EXERCISE INSTRUCTIONS: Copy out the entries below in full and exactly.

==============================

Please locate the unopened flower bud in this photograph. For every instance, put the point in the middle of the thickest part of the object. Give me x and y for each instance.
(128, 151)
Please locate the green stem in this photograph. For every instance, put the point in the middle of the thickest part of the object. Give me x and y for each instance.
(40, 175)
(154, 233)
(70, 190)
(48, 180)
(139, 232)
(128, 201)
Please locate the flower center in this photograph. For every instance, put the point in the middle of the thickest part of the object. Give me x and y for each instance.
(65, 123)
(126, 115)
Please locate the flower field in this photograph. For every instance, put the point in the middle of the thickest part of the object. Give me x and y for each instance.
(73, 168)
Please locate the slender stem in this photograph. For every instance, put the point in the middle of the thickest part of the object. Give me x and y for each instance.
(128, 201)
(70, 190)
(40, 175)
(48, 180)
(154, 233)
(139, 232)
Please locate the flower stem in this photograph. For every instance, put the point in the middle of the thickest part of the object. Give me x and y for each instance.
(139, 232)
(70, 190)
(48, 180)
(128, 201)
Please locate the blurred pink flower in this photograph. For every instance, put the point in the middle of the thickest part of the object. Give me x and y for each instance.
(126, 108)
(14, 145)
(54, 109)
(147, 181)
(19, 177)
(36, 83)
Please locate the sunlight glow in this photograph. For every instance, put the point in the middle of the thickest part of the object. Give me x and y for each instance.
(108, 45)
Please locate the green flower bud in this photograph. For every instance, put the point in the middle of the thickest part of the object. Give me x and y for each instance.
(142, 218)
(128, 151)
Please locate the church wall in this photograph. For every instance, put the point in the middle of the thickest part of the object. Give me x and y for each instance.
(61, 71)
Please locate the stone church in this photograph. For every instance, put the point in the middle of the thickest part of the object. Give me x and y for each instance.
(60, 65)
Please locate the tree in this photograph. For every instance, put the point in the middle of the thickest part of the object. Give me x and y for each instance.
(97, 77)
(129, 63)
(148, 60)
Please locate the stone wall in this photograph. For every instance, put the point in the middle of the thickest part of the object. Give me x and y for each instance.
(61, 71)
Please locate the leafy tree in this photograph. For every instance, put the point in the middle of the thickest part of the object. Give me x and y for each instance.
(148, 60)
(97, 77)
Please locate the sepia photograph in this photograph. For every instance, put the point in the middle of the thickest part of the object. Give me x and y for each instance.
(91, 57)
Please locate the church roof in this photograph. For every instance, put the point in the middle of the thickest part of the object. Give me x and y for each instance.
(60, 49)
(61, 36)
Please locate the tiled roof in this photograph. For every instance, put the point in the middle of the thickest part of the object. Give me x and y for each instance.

==============================

EXPECTED OUTPUT:
Please locate the unopened flower bud in this photograph. For every instance, put the point in the middle of the thickest part of the object. Give me x and y for each instance.
(128, 151)
Please locate the green stem in this photograph. For every instance, put the point in the middle of the thickest part of the object. Give me x and y for each instance.
(40, 175)
(154, 233)
(70, 190)
(48, 180)
(139, 232)
(128, 201)
Please locate the flower center in this photograph. For every instance, put the point in the middle of the thickest part of the object. Give me x and y for each instance.
(65, 123)
(126, 115)
Please locate the flower field in this photograph. For every instance, put the point in the middle of the thickest part of the object. Give me x and y for each instance.
(73, 168)
Please locate the slender stem in this photograph. For every instance, put the point in the middle of the thickest part of the object. Give me x and y for each instance.
(128, 201)
(70, 190)
(40, 175)
(48, 180)
(154, 233)
(139, 232)
Please locate the flower stem in this photograph. For every instance, put the point in the middle of the thickest part of the object. Give me x and y for each instance.
(139, 232)
(70, 190)
(48, 180)
(128, 201)
Please locate the blurred pink flower in this photograph. For every instance, put the point in the middle of the thickest part of the object. Give me x and y for each instance.
(126, 108)
(14, 145)
(54, 109)
(147, 181)
(19, 177)
(36, 83)
Please locate the sunlight glow in this photograph. For every instance, put the point in the middle of the thickest part of the object. Give me x and y for each instance.
(108, 45)
Please locate the green flower bud in this photograph. For every instance, put the point in the middle of the thickest part of the object. Give me x and y for each instance.
(142, 218)
(128, 151)
Please locate the church wall in this photograph. For every instance, put the point in the middle of the thickest part of the object. Give me x and y for each instance.
(61, 71)
Please locate the stone church in this photograph. For every instance, put the point in the middle of the thickest part of the object. Give me x and y for each instance.
(60, 65)
Please locate the tree in this photograph. For every instance, put the point in the middle of the thickest part of the object. Give me x and y for each instance.
(97, 77)
(129, 63)
(148, 60)
Please locate the stone wall in this photograph. For every instance, put the point in the middle of the thickest part of the object. Give me x and y for each instance.
(61, 71)
Please locate the leafy tree in this photograph. For every instance, put the point in the middle of the thickest part of the object. Give me x and y for each instance.
(148, 60)
(97, 77)
Please locate the sepia photograph in this photograph. For every instance, put the point in the middle of the thickest part of the object. Give me x and y for each instance.
(91, 57)
Please locate the church roof in this photograph. For every instance, put the point in the middle of the thickest part of the object. Give me x and y for each instance.
(60, 49)
(61, 36)
Please locate the tiled roof in this photograph. For every instance, put the point in the middle of the thickest part of the object. Give me x and y for each instance.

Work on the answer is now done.